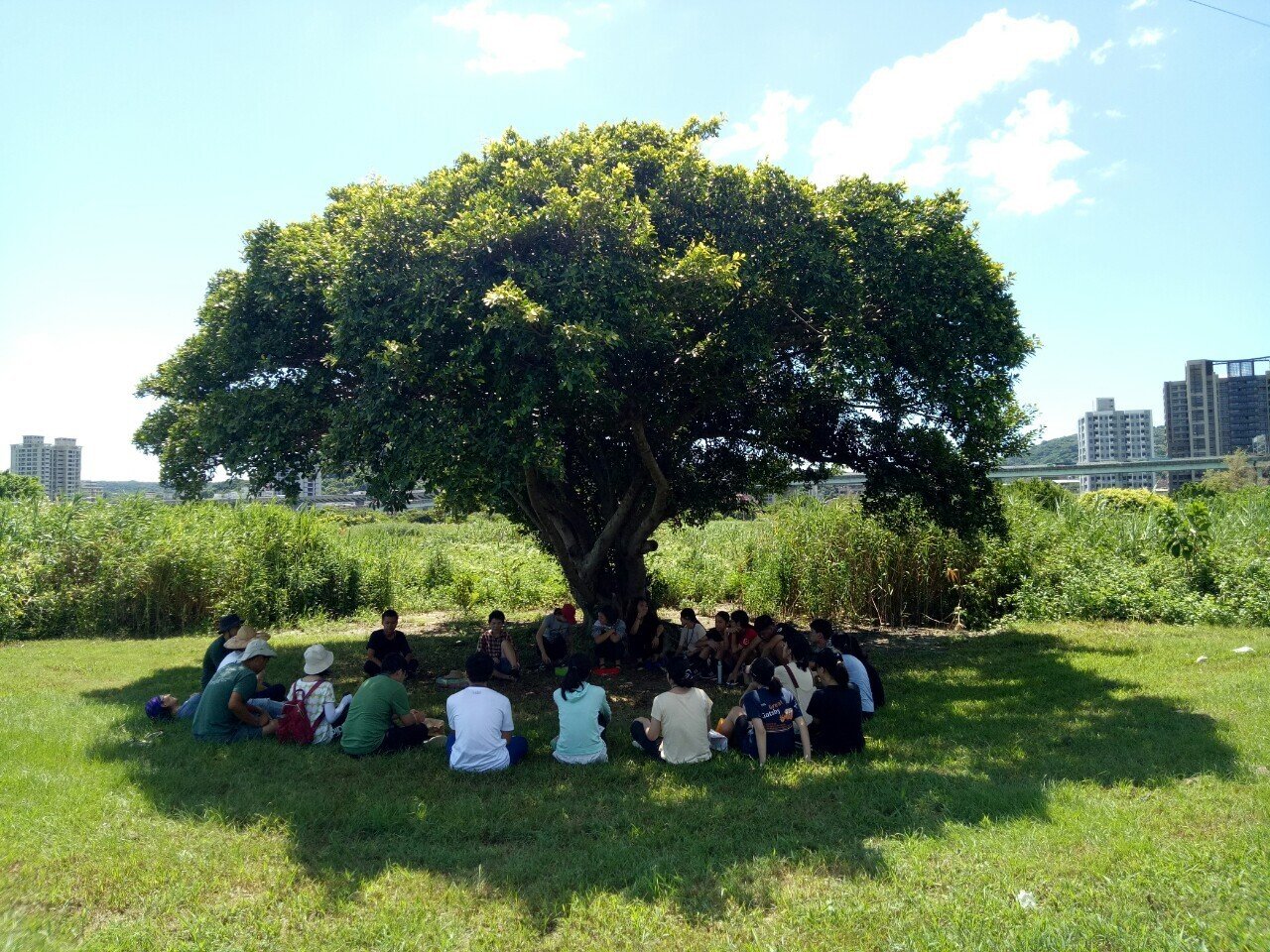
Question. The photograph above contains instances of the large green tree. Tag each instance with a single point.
(601, 331)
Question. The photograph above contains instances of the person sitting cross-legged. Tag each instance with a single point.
(769, 720)
(679, 731)
(380, 720)
(481, 724)
(837, 725)
(388, 642)
(318, 694)
(554, 635)
(584, 714)
(608, 636)
(227, 711)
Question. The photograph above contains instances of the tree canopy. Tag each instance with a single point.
(598, 331)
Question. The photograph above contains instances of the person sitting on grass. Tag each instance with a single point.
(608, 635)
(389, 642)
(645, 634)
(166, 707)
(858, 670)
(497, 643)
(793, 666)
(481, 724)
(234, 648)
(769, 645)
(679, 730)
(708, 651)
(318, 694)
(765, 722)
(837, 720)
(226, 627)
(227, 711)
(740, 635)
(584, 714)
(380, 720)
(554, 635)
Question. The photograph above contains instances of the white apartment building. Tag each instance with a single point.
(1107, 434)
(56, 465)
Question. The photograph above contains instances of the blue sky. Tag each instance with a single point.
(1114, 153)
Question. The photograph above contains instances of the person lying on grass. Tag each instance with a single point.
(822, 633)
(386, 642)
(837, 721)
(166, 707)
(679, 731)
(318, 694)
(584, 714)
(481, 724)
(380, 720)
(556, 634)
(765, 722)
(710, 651)
(769, 645)
(608, 636)
(227, 711)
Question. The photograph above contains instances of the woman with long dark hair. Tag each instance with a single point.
(584, 714)
(769, 720)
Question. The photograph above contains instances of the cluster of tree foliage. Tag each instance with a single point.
(601, 331)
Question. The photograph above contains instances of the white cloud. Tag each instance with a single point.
(929, 171)
(1021, 159)
(917, 98)
(512, 42)
(1110, 172)
(1144, 36)
(766, 135)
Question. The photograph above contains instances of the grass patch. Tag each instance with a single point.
(1095, 766)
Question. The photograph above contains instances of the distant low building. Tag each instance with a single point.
(56, 465)
(1106, 434)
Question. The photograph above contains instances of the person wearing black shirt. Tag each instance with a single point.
(388, 642)
(837, 724)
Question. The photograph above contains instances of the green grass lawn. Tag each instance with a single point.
(1096, 767)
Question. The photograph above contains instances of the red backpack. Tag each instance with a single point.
(295, 726)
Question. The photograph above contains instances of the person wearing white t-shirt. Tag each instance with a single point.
(679, 731)
(481, 724)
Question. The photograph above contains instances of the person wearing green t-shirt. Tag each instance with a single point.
(380, 719)
(216, 652)
(225, 711)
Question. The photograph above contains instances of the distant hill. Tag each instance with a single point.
(1061, 451)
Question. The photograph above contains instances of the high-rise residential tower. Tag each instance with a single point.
(1218, 408)
(1107, 434)
(56, 465)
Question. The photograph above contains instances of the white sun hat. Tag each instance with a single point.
(318, 658)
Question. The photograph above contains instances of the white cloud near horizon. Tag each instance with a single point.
(1144, 36)
(512, 42)
(917, 99)
(765, 135)
(1020, 160)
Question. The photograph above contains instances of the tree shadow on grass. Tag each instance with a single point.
(979, 730)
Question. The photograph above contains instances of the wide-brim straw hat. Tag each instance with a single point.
(244, 638)
(318, 658)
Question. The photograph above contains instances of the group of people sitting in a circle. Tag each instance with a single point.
(804, 692)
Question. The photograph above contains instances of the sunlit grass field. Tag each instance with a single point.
(1096, 767)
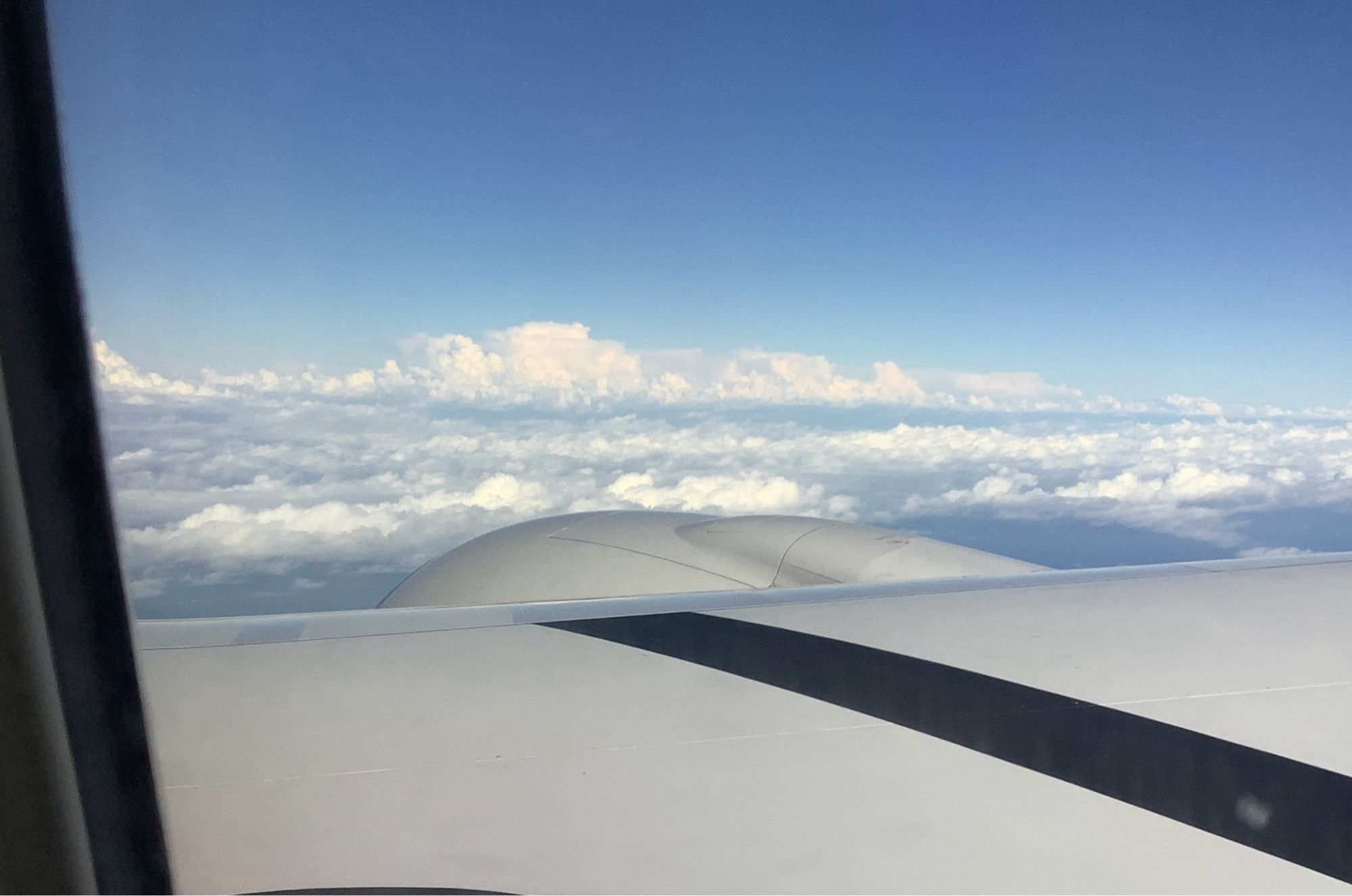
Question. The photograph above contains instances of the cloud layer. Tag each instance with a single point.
(563, 366)
(228, 476)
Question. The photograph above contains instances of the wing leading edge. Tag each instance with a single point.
(1170, 728)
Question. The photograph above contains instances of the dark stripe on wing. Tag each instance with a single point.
(1288, 809)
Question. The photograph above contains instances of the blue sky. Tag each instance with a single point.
(1130, 198)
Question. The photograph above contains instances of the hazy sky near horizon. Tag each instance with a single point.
(1135, 199)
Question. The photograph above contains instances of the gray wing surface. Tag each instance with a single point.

[Task item]:
Could every entry above be printed again exactly, images excluded?

[Completed exercise]:
Question. The photograph above contains instances of the large green tree. Tag each instance with a single point.
(601, 331)
Question. The photograph above contains instances of the person sitting cross-legged. Tag each instance with a single point.
(769, 720)
(679, 731)
(380, 720)
(481, 724)
(837, 725)
(388, 642)
(318, 694)
(554, 635)
(584, 714)
(608, 636)
(227, 711)
Question. The photograph above contains instances of the tree canopy. Tag each instance with a single point.
(598, 331)
Question. The photograph above contains instances of the person sitting on grass. Tag each instance with a single point.
(608, 635)
(389, 642)
(645, 634)
(166, 707)
(858, 670)
(497, 643)
(793, 666)
(481, 724)
(234, 648)
(769, 645)
(679, 730)
(708, 651)
(318, 694)
(765, 722)
(837, 720)
(226, 627)
(227, 711)
(740, 635)
(584, 714)
(380, 720)
(554, 635)
Question. The photograph above contains instances of the white apartment building. Tag each instance with a single point.
(1107, 434)
(56, 465)
Question. The photograph above contains instances of the blue sky. Tag each instance with a single point.
(1114, 153)
Question. The photograph above contains instances of the person lying on grass. Tag each instance with a single point.
(822, 633)
(386, 642)
(837, 721)
(166, 707)
(679, 731)
(318, 694)
(584, 714)
(481, 724)
(380, 720)
(556, 634)
(765, 722)
(710, 651)
(769, 645)
(608, 636)
(227, 711)
Question. The photograph above contains instances of the woman with long dark hair. Tag each instance with a single point.
(584, 714)
(769, 720)
Question. The photograph above contains instances of the cluster of tree foliage. Tag each instance with a single point.
(601, 331)
Question. The photograph above contains instances of the white cloud. Tag each instance with a single point.
(929, 171)
(1021, 159)
(917, 98)
(512, 42)
(1110, 172)
(1144, 36)
(766, 135)
Question. The photograph above contains instances of the grass patch. Tag each instance with a single point.
(1095, 766)
Question. The photograph above contains instances of the distant low building. Tag each instance with a single point.
(56, 465)
(1106, 434)
Question. The photograph above contains instances of the person wearing black shirt. Tag each instance with a single point.
(388, 642)
(837, 724)
Question. The photograph above contains instances of the green grass lawn. Tag each instance with a single point.
(1096, 767)
Question. The photograph above contains instances of the red backpack. Tag each instance with a single point.
(295, 726)
Question. The photograph above contains instances of the person wearing white t-shirt. Tag each instance with a single point.
(679, 731)
(481, 724)
Question. The photograph above contains instances of the person wearing green t-shirt. Tag each instance with a single point.
(380, 719)
(216, 652)
(225, 711)
Question. The photograph above contains instances of the distant hill. Tag each instance with a single point.
(1061, 451)
Question. The photograph above contains instances of the high-rise residential tower. Tag each instance with a single point.
(1218, 408)
(1107, 434)
(56, 465)
Question. The photograph above contains instances of the white sun hat. Tag each instance with a single point.
(318, 658)
Question. The photograph above contains instances of the white cloud near horizon. Tag each instance with a single point.
(1144, 36)
(512, 42)
(917, 99)
(765, 135)
(1020, 160)
Question. The photograph above contains instances of the tree shadow on grass. Tag each instance with a single point.
(979, 730)
Question. The photograph above contains instances of the wide-brim straw hat. Tag each instance with a single point.
(244, 638)
(318, 658)
Question. The photograph above contains instances of the group of people sitting in a circle. Tag each instance with a single point.
(804, 692)
Question. The photograph above contains instances of the sunlit grass field. Tag each instance with a single point.
(1096, 767)
Question. The photograph above contains instances of the cloud layer. Tag each instance with a single point.
(563, 366)
(228, 476)
Question. The photograph above contains instances of the wing leading edge. Tag each instance with a single point.
(1170, 728)
Question. The photograph above contains instances of the dark stripe on wing. Tag each instance with a single point.
(1288, 809)
Question. The photograph above contains instances of the blue sky. Tag each instance with a single point.
(1130, 198)
Question. The photograph above contains instances of the hazy sky near horizon. Tag each instance with a single point.
(1135, 199)
Question. The photograph above contains instances of the gray wing surface. Tag each instance with a single point.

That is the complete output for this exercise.